▶ **WRITTEN INSTRUCTION 1**
Count how many lines of the records contain the string "road", matching case exactly, and give only that number.

Framework for an Observability Maturity Model: Using Observability to Advance Your Engineering & Product

Framework for an Observability Maturity Model

14 Min. Read

Charity and I are professionals in systems engineering and observability, having each devoted the past 15 years of our lives towards crafting successful, sustainable systems. While we have the fortune today of working full-time on observability together, these lessons are drawn from our time working with Honeycomb customers, the teams we’ve been on prior to our time at Honeycomb, and the larger observability community.

The goals of observability

We developed this model based on the following engineering organization goals:

  • Sustainable systems and engineer happiness: This goal may seem aspirational to some, but the reality is that engineer happiness and the sustainability of systems are closely entwined. Systems that are observable are easier to own and maintain. In turn, happier engineers means less turnover, and less time and money spent ramping up new engineers. 
  • Meeting business needs and customer happiness: Ultimately, observability is about operating your business successfully. Having the visibility into your systems that observability offers means your organization can better understand what your customer base wants as well as the most efficient way to deliver it, in terms of performance, stability, and functionality.

The goals of this model

Everyone’s talking about “observability,” but many don’t know what it is, what it’s for, or what benefits it offers. With this framing of observability in terms of goals instead of tools, we hope teams will have better language for improving what their organization delivers and how they deliver it.

The framework we describe here is a starting point. With it, we aim to give organizations the structure and tools to begin asking questions of themselves, and the context to interpret and describe their own situation—both where they are now, and where they could be.

▶ **WRITTEN INSTRUCTION 2**
Copy the whole observability maturity model text above word for word.

▶ **SUPPLIED RECORDS**

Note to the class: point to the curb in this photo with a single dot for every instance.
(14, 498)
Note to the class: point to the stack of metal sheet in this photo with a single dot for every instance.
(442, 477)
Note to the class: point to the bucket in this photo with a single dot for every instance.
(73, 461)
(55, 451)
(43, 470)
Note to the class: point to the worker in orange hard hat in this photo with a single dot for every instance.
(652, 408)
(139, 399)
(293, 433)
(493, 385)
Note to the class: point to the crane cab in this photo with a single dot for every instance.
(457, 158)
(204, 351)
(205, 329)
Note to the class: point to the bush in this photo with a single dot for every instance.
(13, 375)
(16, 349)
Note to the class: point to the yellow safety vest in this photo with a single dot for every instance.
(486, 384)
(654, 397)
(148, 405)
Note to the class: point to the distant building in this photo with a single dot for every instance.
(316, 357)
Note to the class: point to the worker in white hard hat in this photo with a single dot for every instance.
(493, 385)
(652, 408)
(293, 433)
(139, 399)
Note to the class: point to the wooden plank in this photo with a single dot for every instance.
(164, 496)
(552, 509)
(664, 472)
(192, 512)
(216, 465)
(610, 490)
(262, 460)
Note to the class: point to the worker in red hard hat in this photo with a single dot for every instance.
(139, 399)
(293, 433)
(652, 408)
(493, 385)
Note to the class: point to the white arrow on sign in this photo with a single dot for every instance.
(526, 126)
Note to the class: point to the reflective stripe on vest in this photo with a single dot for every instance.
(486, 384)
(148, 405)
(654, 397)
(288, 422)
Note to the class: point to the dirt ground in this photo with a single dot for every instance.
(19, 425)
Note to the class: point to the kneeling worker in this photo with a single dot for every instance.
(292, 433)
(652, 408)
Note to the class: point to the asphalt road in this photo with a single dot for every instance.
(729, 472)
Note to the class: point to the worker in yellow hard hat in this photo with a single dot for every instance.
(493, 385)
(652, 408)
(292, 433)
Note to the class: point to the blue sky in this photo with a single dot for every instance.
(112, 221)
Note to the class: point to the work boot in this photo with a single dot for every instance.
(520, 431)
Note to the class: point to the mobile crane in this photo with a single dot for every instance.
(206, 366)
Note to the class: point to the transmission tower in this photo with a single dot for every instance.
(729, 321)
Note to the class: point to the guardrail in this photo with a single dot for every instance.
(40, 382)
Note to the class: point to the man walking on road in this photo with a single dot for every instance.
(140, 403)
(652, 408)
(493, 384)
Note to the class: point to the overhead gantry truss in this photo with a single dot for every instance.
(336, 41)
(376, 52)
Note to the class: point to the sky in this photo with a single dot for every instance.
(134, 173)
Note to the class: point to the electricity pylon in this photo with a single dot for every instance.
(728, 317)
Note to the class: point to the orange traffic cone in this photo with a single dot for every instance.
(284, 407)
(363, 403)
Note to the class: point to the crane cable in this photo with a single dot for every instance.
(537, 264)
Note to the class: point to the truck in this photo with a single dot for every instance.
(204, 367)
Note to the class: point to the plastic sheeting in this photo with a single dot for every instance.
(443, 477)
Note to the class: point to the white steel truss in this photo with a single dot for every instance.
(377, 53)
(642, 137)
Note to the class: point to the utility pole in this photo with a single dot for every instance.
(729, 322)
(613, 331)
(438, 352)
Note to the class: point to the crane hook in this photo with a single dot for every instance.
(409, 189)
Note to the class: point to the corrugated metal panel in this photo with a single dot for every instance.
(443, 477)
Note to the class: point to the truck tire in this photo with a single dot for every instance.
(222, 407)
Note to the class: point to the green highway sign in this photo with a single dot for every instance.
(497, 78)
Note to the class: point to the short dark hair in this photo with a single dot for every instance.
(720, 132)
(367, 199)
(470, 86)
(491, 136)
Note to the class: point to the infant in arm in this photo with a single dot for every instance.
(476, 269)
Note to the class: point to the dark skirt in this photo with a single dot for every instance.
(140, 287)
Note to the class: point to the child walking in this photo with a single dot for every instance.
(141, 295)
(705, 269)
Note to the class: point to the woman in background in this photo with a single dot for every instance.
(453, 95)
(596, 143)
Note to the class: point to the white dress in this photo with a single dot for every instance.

▶ **TASK SOLUTION 1**
2

▶ **TASK SOLUTION 2**
Framework for an Observability Maturity Model: Using Observability to Advance Your Engineering & Product

Framework for an Observability Maturity Model

14 Min. Read

Charity and I are professionals in systems engineering and observability, having each devoted the past 15 years of our lives towards crafting successful, sustainable systems. While we have the fortune today of working full-time on observability together, these lessons are drawn from our time working with Honeycomb customers, the teams we’ve been on prior to our time at Honeycomb, and the larger observability community.

The goals of observability

We developed this model based on the following engineering organization goals:

  • Sustainable systems and engineer happiness: This goal may seem aspirational to some, but the reality is that engineer happiness and the sustainability of systems are closely entwined. Systems that are observable are easier to own and maintain. In turn, happier engineers means less turnover, and less time and money spent ramping up new engineers. 
  • Meeting business needs and customer happiness: Ultimately, observability is about operating your business successfully. Having the visibility into your systems that observability offers means your organization can better understand what your customer base wants as well as the most efficient way to deliver it, in terms of performance, stability, and functionality.

The goals of this model

Everyone’s talking about “observability,” but many don’t know what it is, what it’s for, or what benefits it offers. With this framing of observability in terms of goals instead of tools, we hope teams will have better language for improving what their organization delivers and how they deliver it.

The framework we describe here is a starting point. With it, we aim to give organizations the structure and tools to begin asking questions of themselves, and the context to interpret and describe their own situation—both where they are now, and where they could be.